* AUSGANGSTEXT:
☆ ☆ ☆

Micha-El Goehre – Straßenköter – Satyr-Verlag 2017

Von Matthias Bosenick (28.12.2016)

Dieses soll wirklich das Ende sein, der tatsächlich letzte Teil der „Jungsmusik“-Trilogie, sagt Metal-Slammer und „Legacy“-Kolumnist Micha-El Goehre am Ende des Buches. Dabei ließe sich das Setting sicherlich unendlich erweitern, aber er weiß, wann Schluss ist. Wie die Scorpions. Die Romanreihe erzählt aus dem Leben des trotz diverser Ungeschicklichkeiten moralisch überraschend gefestigten Taugenichts‘ Torben, der sich hier erneut mit den Plagen des Alltags herumschlagen darf, wie Scheidung, Jobwechsel, Schließung der Stammkneipe. Man erfährt, wie aus dem orientierungslosen Tunichtgut ein verlässlicher Tugut wird. Das wäre alles zwar sehr schön, aber recht mittelmäßig, wäre es nicht so metalmäßig.

☆ ☆ ☆

* AUFGABEN:
1) Gib aus der Rezension zu „Straßenköter“ den Abschnitt von „Micha-El Goehre –“ bis „nicht so metalmäßig.“ wortgetreu wieder.
2) Beantworte anhand der Rezension zu „Straßenköter“ diese Fragen:
(a) Wer hat die Rezension geschrieben?
(b) Zu welcher Trilogie gehört das Buch?
(c) Welche Plagen des Alltags muss Torben diesmal bewältigen?
3) Schreib die Rezension zu „Straßenköter“ im Anschluss an ihren letzten Satz weiter.

* DATENAUSZUG:
☆ ☆ ☆

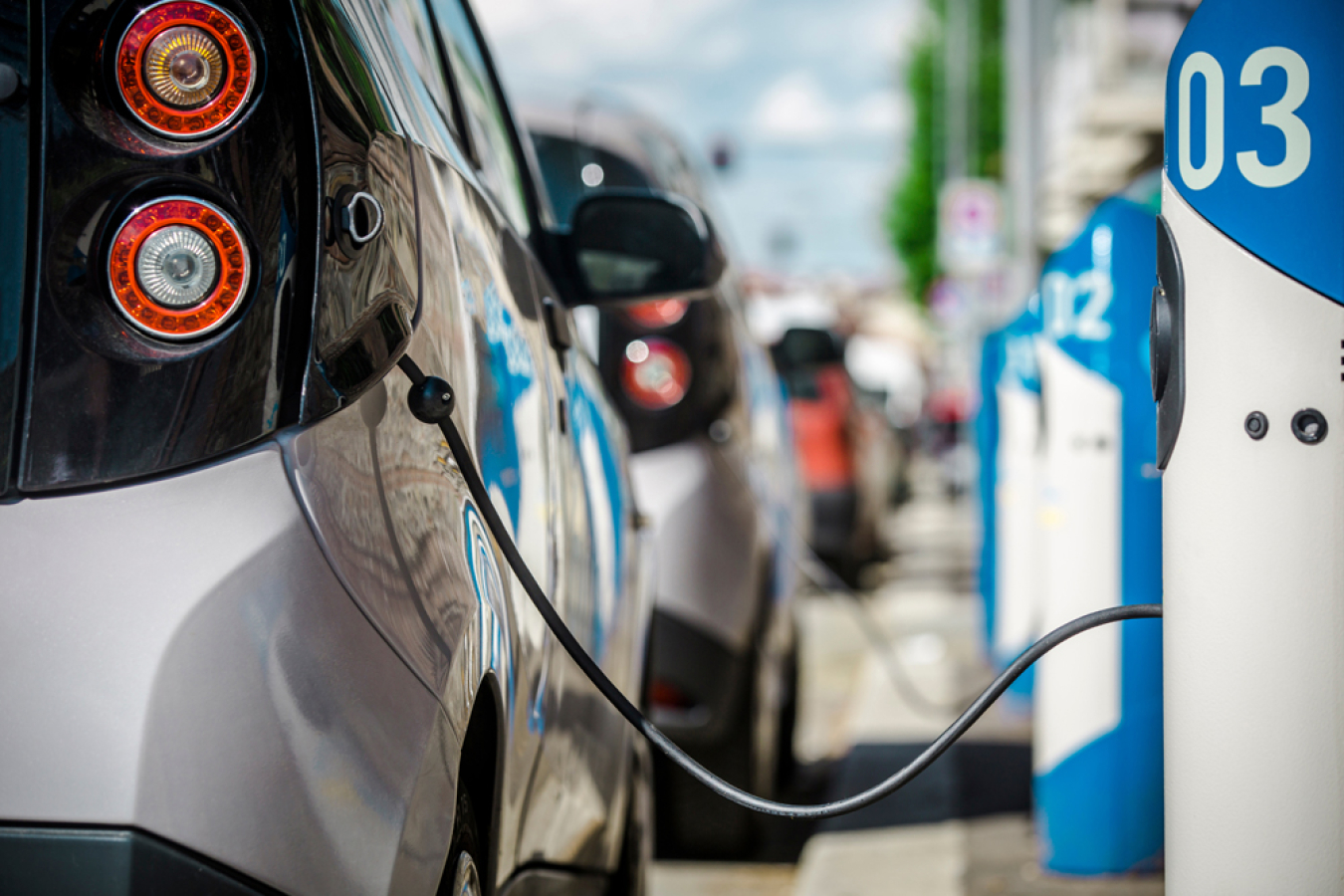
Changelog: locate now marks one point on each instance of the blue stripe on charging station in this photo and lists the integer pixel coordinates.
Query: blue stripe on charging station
(1099, 810)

☆ ☆ ☆

* LÖSUNGEN:
1)
Micha-El Goehre – Straßenköter – Satyr-Verlag 2017

Von Matthias Bosenick (28.12.2016)

Dieses soll wirklich das Ende sein, der tatsächlich letzte Teil der „Jungsmusik“-Trilogie, sagt Metal-Slammer und „Legacy“-Kolumnist Micha-El Goehre am Ende des Buches. Dabei ließe sich das Setting sicherlich unendlich erweitern, aber er weiß, wann Schluss ist. Wie die Scorpions. Die Romanreihe erzählt aus dem Leben des trotz diverser Ungeschicklichkeiten moralisch überraschend gefestigten Taugenichts‘ Torben, der sich hier erneut mit den Plagen des Alltags herumschlagen darf, wie Scheidung, Jobwechsel, Schließung der Stammkneipe. Man erfährt, wie aus dem orientierungslosen Tunichtgut ein verlässlicher Tugut wird. Das wäre alles zwar sehr schön, aber recht mittelmäßig, wäre es nicht so metalmäßig.

2)
(a) Matthias Bosenick
(b) Zur „Jungsmusik“-Trilogie
(c) Scheidung, Jobwechsel und die Schließung der Stammkneipe

3)
Das Buch saugt den Leser ein. Dafür sorgen ein fluffiger und humorvoller Schreibstil, der in den wörtlichen Reden auf zeitgemäße Formulierungen zurückgreift, vertraute Ereignisse, die jeder, sofern nicht selbst erlebt, dann doch zigmal im Fernsehen gesehen hat, liebenswerte kuriose Charaktere sowie das sowohl selbstreferenzielle als auch selbstkritische Setting in der Metalszene. Die Grundgeschichte ist, dass Torben seine frische Ehe mit Lucy per Seitensprung torpediert. Weil er gleichzeitig vom Webmenschen zum Tourmanager bei einem an Nuclear Blast angelehnten Metallabel verschoben wird, hat er wenig Zeit, seine Lucy zurückzuerobern, sondern mischt seine Trauer mit Arbeit, Alkohol und Analyse. Ein bisschen „Rocky“-mäßig wird dabei aus dem unbeleckten Anfänger jemand, der einen vielversprechenden Newcomer auf dem Weg zum Metal-Erfolgsact begleitet (Braunschweig stellt dabei eine wichtige Etappe dar – und der imaginäre Club „Kakapo“). Mit Hilfe des Geistes seines besten Freundes Sven.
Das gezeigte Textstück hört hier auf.